* **Source document**:
* * *

# looking for Hickory



## Pipster (27 Nov 2011)

Im sorry if you have already read my other post about making drumsticks but this topic has it has spawned an seperate thread.
Can anyone recommend a supplier of Hickory spindle blanks or hickory dowels I am making my own drumsticks so I need minimum diameter of 1 inch (25mm) and minimum length of 18 inch (460mm)
Or can anyone recomend a different wood with the same qualities
IE ..can withstand impact
non flexing at narrow diameters
long / straight grain
heavy weight in relation to diameter and length ?

hickory tends to be used as tool handles (hammers ,pickaxe handles,spade handles etc) and , according to another member, the same stuff as used for old wooden golf club shafts so that gives you a good idea of what forces it needs to withstand
I have Googled "hickory dowel" , "hickory blanks" but when I connect to the web sites there is various hardwoods but NO hickory


----------



## paultnl (27 Nov 2011)

Why not get some old tool handles and use them?


----------



## Pipster (28 Nov 2011)

paultnl":2ccuyl9d said:


> Why not get some old tool handles and use them?



the price of tool handles is greater than the price of drumsticks and also I havent got a band saw


----------



## dennisk (28 Nov 2011)

As far as I know there are some Canadians and others playing baseball and perhaps hockey over there and perhaps you could source some hickory from broken bats or sticks, although I aware they use aluminum bats and synthetic sticks these days. Just an idea.


----------



## RogerP (28 Nov 2011)

Hickory is used for bow making so it may be an idea to trawl the various archery sites on the net. 

Here's one.


----------



## bugbear (28 Nov 2011)

Hickory is not really available as lumber in the UK to the best of my knowledge. This can be annoying if you read USA forums that routinely speak of using hickory for a "rough" project because it's tough and cheap!

For drumsticks, I would recommend buying hickory pick-axe (or mattock, same thing) handles. You should be able to get several drum stick out of that.

In the UK bowmakers have been known to 'W' splice two pickaxe handles together to make self-bows.

* * *

* **Brief A**:
Can you repeat, word for word, the passage of the hickory thread that begins at "## Pipster (27" and stops after "and length ?"?
* **Brief B**:
Does the hickory thread support each of these statements? Answer yes or no for each, and quote the words that decide it. (i) Pipster says one reason for not using tool handles is the lack of a band saw. (ii) bugbear says hickory is easy to buy as lumber in the UK. (iii) RogerP suggests looking on archery websites.
* **Brief C**:
How would the forum thread about hickory for drumsticks go on from its final sentence? Write the next part.
None of the data that follows is needed.

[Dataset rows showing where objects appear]
* * *

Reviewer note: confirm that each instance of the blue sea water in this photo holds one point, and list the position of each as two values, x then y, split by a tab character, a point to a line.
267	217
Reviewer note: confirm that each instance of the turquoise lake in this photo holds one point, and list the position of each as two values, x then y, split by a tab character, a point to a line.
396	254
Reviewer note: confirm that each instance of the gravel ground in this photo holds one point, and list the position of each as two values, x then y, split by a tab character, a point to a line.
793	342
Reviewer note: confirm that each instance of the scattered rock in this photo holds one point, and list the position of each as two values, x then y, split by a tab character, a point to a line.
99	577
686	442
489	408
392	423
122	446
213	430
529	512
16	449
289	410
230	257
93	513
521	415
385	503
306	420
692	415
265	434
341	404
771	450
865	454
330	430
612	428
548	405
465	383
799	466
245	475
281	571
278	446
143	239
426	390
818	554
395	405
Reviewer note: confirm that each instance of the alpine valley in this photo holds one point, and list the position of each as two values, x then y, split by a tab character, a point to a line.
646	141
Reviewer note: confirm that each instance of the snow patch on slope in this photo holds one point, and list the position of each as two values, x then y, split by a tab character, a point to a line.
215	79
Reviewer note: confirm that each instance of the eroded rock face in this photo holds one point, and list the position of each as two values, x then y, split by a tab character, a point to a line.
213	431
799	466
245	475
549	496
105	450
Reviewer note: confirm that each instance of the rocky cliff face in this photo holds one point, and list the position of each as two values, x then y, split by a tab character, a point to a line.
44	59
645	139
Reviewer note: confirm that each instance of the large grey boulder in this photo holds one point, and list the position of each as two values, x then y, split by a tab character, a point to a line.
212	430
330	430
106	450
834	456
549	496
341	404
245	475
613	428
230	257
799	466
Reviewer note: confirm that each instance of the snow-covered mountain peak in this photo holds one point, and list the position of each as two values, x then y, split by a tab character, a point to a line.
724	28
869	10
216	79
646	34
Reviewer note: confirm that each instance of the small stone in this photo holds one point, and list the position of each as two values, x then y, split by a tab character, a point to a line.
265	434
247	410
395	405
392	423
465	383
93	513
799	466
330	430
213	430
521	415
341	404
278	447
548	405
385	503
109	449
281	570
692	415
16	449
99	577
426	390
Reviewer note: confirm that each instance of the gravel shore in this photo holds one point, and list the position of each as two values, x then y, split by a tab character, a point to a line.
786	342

* * *

* **Exercise output A**:
## Pipster (27 Nov 2011)

Im sorry if you have already read my other post about making drumsticks but this topic has it has spawned an seperate thread.
Can anyone recommend a supplier of Hickory spindle blanks or hickory dowels I am making my own drumsticks so I need minimum diameter of 1 inch (25mm) and minimum length of 18 inch (460mm)
Or can anyone recomend a different wood with the same qualities
IE ..can withstand impact
non flexing at narrow diameters
long / straight grain
heavy weight in relation to diameter and length ?

* **Exercise output B**:
(i) Yes: "I havent got a band saw"
(ii) No: "Hickory is not really available as lumber in the UK to the best of my knowledge."
(iii) Yes: "it may be an idea to trawl the various archery sites on the net."

* **Exercise output C**:
BugBear


----------



## Harbo (28 Nov 2011)

I bought some a couple of years ago from The Timber Mill now in Alresford, Hants.
Cannot say if they still have any after this time?

Rod


----------



## flh801978 (28 Nov 2011)

They do have some boards at Craft Supplies in bradwell


----------



## Chrispy (28 Nov 2011)

You should consider Hornbeam it is very similar to Hickory same weight etc. I know W.L.West & Sons in Petworth certainly used to stock it.


----------



## nev (28 Nov 2011)

http://www.exotichardwoods.co.uk/Woods_List/Hickory.asp


----------



## Jonzjob (28 Nov 2011)

Nobody has mentioned ash? If you get some straight grained wood you could rive it down to your blank size. It's as tough as old boots, that's why it's used for tool handles and the like.

How many drum sticks do you intend making?


----------



## Harbo (28 Nov 2011)

Oops - sorry it was Hornbeam I bought!

Rod


----------



## katellwood (28 Nov 2011)

During my apprentiship one of my jobs was fixing hooks to the end of 2" dia hickory poles. These were known as shunting poles and were used by shunters for coupling railway wagons together in shunting yards. They were pivoted over the buffer and the hook placed on the coupling chain to couple the wagons together. The shunter would then keep the pole hooked to the coupler and with the centre of the pole on the buffer he would sit on the outer end of the pole and ride along as the train moved supporting himself on the body of the wagon. They snapped on a regular basis and as such I had a regular supply of 2" hickory 

I do not know if this practice is still used, if so you could try rail yards or factories where rail transport is still regularly used. 

A bit of a long shot I know but you asking for hickory took me back 36 years


----------



## nugget (28 Nov 2011)

I'm sure Trev in newark has a load. He's very inexpensive and gets good postal rates, he will aslo cut to size.
01636 821828


----------



## Bill Mooney (29 Nov 2011)

Go to your city railway station & ask about old or broken shunting poles, these are usually hickory. Hope it helps.


----------



## richburrow (1 Dec 2011)

This guy has got loads!!!!
Not just what he has listed here, I have seen pallet at least two pallets of hickory at his yard. Nice guy as well  
Send him a message

http://stores.ebay.co.uk/gibson-cra...b=5304048&_sid=95426979&_trksid=p4634.c0.m322


----------



## bugbear (2 Dec 2011)

Jonzjob":13g6smrl said:


> Nobody has mentioned ash? If you get some straight grained wood you could rive it down to your blank size. It's as tough as old boots, that's why it's used for tool handles and the like.



Ash is Europe's supreme handle making timber, and is tough and springy.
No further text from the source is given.